___ Data records ___

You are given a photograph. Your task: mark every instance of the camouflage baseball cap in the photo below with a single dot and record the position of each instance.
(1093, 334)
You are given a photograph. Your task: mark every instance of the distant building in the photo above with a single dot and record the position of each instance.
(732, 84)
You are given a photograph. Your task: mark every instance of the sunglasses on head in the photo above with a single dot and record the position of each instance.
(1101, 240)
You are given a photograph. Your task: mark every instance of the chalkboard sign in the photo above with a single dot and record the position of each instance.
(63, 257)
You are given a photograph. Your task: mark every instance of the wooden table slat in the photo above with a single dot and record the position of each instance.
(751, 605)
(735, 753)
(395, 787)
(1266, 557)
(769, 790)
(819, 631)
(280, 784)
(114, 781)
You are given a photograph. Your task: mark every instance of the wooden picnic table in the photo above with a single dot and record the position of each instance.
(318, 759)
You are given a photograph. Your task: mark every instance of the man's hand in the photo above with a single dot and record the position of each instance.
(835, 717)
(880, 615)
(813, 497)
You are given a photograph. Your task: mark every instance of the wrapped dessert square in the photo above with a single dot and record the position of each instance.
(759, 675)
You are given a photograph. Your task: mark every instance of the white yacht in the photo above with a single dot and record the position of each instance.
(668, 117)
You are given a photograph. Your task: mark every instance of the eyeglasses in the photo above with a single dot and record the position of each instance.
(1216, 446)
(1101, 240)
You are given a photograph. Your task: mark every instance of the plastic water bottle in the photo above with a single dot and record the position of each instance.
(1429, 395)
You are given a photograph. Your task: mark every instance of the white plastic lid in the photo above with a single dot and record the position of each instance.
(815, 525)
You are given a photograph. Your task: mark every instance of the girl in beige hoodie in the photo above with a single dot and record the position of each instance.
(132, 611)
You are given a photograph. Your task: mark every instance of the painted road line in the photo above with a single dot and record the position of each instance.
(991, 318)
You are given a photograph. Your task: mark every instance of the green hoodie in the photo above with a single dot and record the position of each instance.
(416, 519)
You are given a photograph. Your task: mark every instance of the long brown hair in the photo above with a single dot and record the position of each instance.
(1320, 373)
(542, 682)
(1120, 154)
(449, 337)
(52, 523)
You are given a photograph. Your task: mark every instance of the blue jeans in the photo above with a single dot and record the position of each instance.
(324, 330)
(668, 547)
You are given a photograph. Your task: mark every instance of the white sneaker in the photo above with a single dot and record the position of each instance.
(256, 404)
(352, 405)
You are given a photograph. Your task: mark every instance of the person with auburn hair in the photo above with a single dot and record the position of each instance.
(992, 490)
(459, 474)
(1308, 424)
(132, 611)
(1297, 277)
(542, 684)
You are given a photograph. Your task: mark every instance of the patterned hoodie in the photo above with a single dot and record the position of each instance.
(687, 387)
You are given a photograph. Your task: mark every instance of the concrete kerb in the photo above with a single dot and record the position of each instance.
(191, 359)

___

Every record above should be output exactly.

• **Your solution**
You are given a photograph. Your task: mark every instance of the camouflage baseball cap in the photo below with a single dot and record the position of each instance.
(1093, 334)
You are given a photograph. Your task: mark every instance of the distant building in the photo above with a single dot and record the position of each instance.
(732, 84)
You are given a photograph. Your task: mark every instance of the sunglasses on head in the photo above with a single dot and record the position of each instance.
(1101, 240)
You are given a photograph. Your task: mark every instance of the chalkboard sign in the photo above with a single dot and record the position of each instance.
(63, 257)
You are given a photograph. Your task: mark every instance of the wooden table slat in the photo above with a single dot and record the position of each instance.
(751, 605)
(735, 753)
(395, 787)
(1266, 557)
(769, 790)
(819, 631)
(280, 784)
(114, 781)
You are given a photograph. Your task: mark every instance of the wooden picnic table in the photo above with a single dot and record the position of each instance.
(318, 759)
You are given a photograph. Your task: mark every instance of the man's hand in the photo above with a single dot and record the position of each instance.
(835, 717)
(880, 615)
(813, 497)
You are given a photograph. Your task: mark every instance of the wrapped dessert square in the photo above with a single dot and record the position of each instance.
(759, 675)
You are given a photograph. Your task: mark every instance of the white yacht in the photo above with a single dot and record the position of each instance.
(668, 117)
You are given a photograph. Your task: mark every instance of the eyeglasses in the photo above with a single dot and record the position of each instance.
(1216, 446)
(1101, 240)
You are given a photograph. Your task: mark every instance of the plastic water bottle in the photo above with a single dot and record the position of each instance.
(1429, 395)
You are given a photograph. Your task: mark every instance of the white plastic lid in the photo above with a single dot and record the position of each instance.
(815, 525)
You are given a photograph. Your task: mark every instance of the girl in beige hoodie in the photo above with a single dot and record the position of each instance.
(132, 611)
You are given a photograph. Your task: mark every instance of the painted road line in the photo above with a single dot and record the position of each instance.
(991, 318)
You are given a photograph. Your task: mark every instance of the green hoodie in the photo above with a single dot and record the position of each instance.
(416, 519)
You are given a photograph. Your task: mark every instance of the long brown hair in the photo above with a single dot and record the position of each instance.
(1320, 373)
(542, 682)
(1120, 154)
(449, 337)
(52, 523)
You are given a photograph. Your task: mark every instance of the blue jeans in the photo above with a single dot and record the position of each instance.
(324, 330)
(668, 547)
You are given a photograph. Your task: mark every instance of the white sneaker in the photo above with a single dot and record the position of each instance.
(256, 404)
(352, 405)
You are given a photograph. Your task: mark every instance of the person with auburn hair in the photo above with a single dot and record the position of each instance.
(992, 490)
(459, 474)
(1308, 424)
(132, 611)
(1297, 277)
(542, 684)
You are given a photograph. Your task: mark every instance of the patterned hoodie in the photo above with a single dot and record the position of each instance.
(687, 387)
You are given a photograph. Your task: mark every instance of the concrete kerb in the photo above with a single dot and record the position of each instance.
(191, 359)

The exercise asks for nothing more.